======== RECORDS

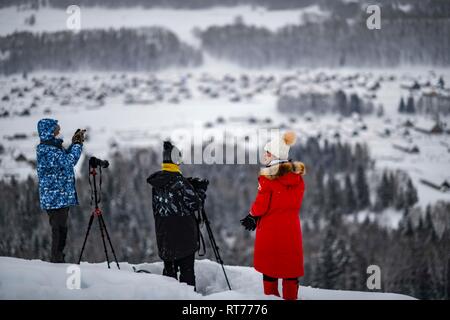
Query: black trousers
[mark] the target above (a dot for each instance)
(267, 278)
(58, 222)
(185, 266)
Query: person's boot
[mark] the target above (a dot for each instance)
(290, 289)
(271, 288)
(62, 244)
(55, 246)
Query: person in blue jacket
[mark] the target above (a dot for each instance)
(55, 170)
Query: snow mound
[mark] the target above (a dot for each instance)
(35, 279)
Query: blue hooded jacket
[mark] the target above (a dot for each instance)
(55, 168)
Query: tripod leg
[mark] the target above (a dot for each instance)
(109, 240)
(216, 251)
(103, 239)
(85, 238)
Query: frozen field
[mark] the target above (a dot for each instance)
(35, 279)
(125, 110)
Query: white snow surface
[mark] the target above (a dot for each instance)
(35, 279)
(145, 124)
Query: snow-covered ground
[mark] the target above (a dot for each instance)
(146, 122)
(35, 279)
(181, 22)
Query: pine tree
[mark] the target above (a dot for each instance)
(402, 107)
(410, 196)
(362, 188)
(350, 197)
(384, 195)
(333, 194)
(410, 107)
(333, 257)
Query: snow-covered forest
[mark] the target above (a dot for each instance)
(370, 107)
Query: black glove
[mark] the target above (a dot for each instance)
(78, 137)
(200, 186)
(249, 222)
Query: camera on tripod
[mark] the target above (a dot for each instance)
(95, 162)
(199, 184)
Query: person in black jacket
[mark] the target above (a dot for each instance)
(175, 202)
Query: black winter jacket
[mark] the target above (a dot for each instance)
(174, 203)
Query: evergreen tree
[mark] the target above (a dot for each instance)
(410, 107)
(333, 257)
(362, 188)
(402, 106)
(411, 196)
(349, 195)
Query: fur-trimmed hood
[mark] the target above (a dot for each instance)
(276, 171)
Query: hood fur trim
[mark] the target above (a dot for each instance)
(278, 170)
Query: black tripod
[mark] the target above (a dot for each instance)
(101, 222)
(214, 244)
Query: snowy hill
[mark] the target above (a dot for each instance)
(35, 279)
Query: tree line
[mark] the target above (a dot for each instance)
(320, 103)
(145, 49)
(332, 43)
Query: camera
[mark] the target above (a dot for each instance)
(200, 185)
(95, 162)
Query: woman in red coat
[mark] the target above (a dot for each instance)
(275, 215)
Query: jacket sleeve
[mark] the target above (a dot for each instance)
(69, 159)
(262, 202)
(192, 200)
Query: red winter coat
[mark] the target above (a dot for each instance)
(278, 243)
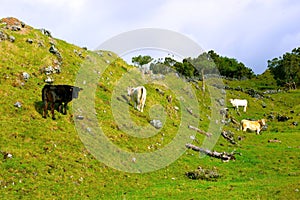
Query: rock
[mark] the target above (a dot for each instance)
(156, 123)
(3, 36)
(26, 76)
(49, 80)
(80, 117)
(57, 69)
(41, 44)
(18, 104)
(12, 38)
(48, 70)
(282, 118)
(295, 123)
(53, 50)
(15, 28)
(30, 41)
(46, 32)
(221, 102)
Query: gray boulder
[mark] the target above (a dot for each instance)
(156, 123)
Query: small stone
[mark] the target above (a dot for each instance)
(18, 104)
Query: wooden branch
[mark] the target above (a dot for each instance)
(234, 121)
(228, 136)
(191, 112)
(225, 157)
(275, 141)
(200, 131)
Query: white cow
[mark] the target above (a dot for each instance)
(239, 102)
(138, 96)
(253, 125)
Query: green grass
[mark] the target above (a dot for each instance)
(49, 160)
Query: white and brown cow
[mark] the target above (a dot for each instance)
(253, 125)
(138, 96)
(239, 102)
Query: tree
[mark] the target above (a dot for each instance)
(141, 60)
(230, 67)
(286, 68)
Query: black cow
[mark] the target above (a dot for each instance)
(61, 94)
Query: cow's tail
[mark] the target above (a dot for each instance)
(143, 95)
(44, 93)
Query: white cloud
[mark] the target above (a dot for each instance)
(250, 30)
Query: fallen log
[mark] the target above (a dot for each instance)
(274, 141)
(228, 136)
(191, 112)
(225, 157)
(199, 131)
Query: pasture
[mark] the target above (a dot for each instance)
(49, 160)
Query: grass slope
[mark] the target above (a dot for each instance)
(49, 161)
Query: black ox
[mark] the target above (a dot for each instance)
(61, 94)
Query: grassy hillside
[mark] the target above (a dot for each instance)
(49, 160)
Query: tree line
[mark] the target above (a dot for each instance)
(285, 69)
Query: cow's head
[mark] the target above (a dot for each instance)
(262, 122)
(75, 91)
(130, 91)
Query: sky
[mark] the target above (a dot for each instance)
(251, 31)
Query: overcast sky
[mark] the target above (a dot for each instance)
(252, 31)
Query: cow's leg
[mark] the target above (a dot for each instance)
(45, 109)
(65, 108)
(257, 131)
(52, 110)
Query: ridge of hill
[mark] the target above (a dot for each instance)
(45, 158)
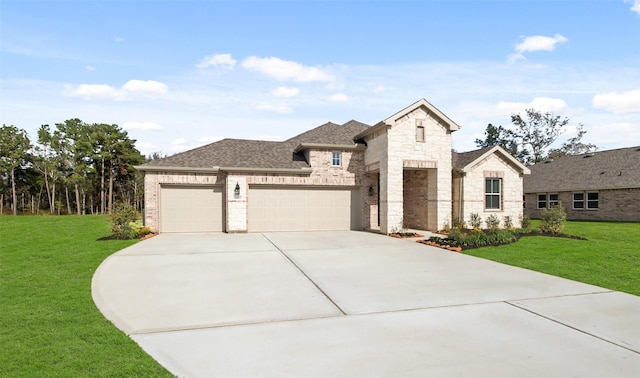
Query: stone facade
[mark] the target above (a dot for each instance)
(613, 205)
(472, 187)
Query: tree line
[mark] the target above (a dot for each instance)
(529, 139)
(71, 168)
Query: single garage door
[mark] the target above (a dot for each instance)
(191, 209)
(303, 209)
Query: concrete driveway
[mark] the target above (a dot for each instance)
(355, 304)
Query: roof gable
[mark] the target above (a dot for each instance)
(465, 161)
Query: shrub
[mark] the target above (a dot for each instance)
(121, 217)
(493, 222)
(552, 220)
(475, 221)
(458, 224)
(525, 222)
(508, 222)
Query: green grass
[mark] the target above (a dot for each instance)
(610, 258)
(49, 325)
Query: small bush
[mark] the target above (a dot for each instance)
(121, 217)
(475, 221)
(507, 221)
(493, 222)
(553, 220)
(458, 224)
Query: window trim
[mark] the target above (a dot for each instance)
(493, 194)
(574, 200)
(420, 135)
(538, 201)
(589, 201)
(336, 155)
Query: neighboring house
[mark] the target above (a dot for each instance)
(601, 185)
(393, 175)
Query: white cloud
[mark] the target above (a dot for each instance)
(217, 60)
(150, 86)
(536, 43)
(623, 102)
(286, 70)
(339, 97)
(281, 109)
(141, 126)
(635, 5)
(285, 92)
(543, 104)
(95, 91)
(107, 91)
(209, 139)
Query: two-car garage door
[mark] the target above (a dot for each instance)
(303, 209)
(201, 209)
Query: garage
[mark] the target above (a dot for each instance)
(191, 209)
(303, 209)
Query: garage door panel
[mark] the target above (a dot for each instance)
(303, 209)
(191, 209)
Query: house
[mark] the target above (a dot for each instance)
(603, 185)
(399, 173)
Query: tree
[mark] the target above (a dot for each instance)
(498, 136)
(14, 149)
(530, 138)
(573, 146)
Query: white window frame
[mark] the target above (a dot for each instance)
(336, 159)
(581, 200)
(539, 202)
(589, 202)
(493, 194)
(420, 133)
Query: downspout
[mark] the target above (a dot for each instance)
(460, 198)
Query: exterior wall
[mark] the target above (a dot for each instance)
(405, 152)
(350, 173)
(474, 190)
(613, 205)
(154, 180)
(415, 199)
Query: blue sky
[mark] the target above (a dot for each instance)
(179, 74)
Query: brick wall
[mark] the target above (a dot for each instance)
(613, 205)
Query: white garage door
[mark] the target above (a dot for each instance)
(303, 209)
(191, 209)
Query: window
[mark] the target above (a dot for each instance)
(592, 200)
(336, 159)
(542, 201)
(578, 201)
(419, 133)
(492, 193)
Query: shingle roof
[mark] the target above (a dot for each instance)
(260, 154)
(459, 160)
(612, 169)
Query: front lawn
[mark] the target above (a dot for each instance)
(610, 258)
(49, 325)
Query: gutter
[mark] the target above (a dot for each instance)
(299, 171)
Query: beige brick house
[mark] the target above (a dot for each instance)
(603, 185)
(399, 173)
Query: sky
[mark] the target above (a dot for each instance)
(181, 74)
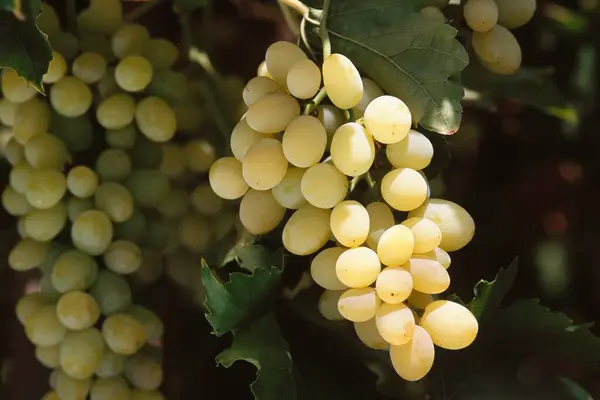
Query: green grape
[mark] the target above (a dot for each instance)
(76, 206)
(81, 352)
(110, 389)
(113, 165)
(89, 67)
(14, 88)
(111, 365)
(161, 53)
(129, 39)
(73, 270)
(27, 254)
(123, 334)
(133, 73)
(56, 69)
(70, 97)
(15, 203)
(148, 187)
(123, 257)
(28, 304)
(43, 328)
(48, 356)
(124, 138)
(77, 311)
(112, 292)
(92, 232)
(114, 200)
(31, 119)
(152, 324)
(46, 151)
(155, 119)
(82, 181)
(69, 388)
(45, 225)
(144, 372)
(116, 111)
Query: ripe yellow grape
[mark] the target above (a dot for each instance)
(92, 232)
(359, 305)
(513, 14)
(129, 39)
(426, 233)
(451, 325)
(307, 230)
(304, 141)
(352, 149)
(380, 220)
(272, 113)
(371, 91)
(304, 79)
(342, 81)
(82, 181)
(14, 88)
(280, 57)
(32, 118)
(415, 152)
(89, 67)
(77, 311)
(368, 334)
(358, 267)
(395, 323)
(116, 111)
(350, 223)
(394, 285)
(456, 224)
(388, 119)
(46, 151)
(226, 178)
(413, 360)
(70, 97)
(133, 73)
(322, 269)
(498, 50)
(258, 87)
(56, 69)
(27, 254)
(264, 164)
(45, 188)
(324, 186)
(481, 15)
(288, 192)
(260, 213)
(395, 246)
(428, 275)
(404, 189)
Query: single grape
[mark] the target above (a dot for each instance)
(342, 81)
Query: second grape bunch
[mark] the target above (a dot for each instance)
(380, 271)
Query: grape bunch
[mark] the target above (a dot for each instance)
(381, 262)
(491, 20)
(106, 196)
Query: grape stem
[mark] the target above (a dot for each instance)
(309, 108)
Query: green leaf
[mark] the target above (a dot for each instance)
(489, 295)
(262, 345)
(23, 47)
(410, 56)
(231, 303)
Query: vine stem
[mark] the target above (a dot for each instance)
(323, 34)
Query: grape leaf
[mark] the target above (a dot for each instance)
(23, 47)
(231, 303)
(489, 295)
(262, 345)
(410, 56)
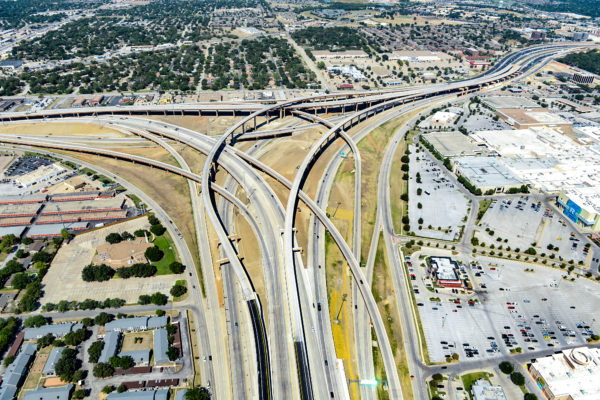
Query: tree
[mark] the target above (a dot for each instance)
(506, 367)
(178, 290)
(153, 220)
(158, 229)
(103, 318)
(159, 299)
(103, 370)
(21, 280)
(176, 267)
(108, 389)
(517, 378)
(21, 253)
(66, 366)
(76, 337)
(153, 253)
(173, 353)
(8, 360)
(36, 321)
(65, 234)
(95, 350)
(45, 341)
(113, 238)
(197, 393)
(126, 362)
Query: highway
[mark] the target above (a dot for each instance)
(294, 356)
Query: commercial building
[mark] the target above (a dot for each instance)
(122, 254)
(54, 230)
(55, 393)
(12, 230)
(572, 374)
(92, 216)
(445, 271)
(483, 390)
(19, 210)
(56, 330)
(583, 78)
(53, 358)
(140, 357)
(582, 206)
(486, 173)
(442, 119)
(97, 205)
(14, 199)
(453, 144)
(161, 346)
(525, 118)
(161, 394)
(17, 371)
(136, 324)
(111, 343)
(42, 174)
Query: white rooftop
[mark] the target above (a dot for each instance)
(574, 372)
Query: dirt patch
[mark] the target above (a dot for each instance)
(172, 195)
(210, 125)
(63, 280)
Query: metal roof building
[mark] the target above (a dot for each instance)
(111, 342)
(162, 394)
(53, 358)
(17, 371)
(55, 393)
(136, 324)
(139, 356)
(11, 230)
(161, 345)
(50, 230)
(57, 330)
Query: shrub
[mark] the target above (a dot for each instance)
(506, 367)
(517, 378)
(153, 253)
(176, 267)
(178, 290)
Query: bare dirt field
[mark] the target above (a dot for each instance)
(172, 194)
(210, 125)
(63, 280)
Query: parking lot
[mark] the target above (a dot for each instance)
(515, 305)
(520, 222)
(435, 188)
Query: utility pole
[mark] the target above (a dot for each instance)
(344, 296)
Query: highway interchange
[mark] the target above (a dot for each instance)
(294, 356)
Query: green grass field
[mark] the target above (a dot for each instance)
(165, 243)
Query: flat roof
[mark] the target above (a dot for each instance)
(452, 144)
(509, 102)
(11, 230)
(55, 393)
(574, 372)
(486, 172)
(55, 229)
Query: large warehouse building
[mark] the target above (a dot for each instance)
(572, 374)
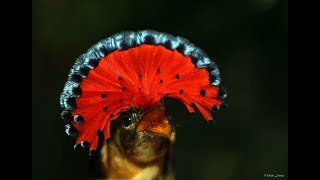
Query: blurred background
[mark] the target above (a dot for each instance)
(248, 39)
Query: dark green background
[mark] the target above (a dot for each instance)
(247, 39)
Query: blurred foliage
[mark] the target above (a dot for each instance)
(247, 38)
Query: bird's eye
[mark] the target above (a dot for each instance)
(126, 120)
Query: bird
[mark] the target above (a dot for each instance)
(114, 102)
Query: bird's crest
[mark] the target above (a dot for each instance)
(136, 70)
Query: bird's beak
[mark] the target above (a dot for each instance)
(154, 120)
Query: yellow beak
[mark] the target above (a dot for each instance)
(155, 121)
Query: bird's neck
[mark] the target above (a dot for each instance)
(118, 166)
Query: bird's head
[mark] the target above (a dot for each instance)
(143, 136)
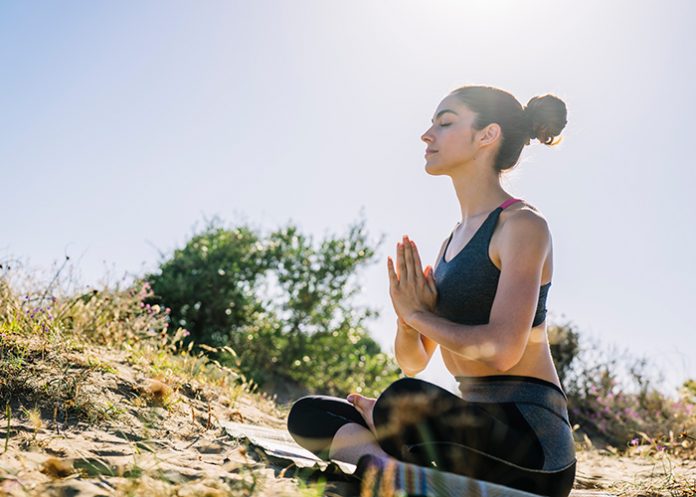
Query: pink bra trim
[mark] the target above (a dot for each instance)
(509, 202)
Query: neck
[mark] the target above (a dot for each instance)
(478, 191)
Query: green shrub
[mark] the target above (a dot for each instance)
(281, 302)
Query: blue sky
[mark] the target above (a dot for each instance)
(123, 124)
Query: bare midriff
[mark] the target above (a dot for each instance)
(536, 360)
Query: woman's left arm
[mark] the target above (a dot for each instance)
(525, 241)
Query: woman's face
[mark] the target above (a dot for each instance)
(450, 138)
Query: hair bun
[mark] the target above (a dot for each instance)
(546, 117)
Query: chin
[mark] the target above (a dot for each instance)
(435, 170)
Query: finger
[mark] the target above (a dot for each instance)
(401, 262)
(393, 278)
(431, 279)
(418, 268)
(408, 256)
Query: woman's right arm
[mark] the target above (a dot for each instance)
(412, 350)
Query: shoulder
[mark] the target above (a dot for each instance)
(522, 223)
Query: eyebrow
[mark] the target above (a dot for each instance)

================

◆ **PROBLEM**:
Write only the number of lines in the records that contain the string "building".

◆ **EXERCISE ANSWER**:
3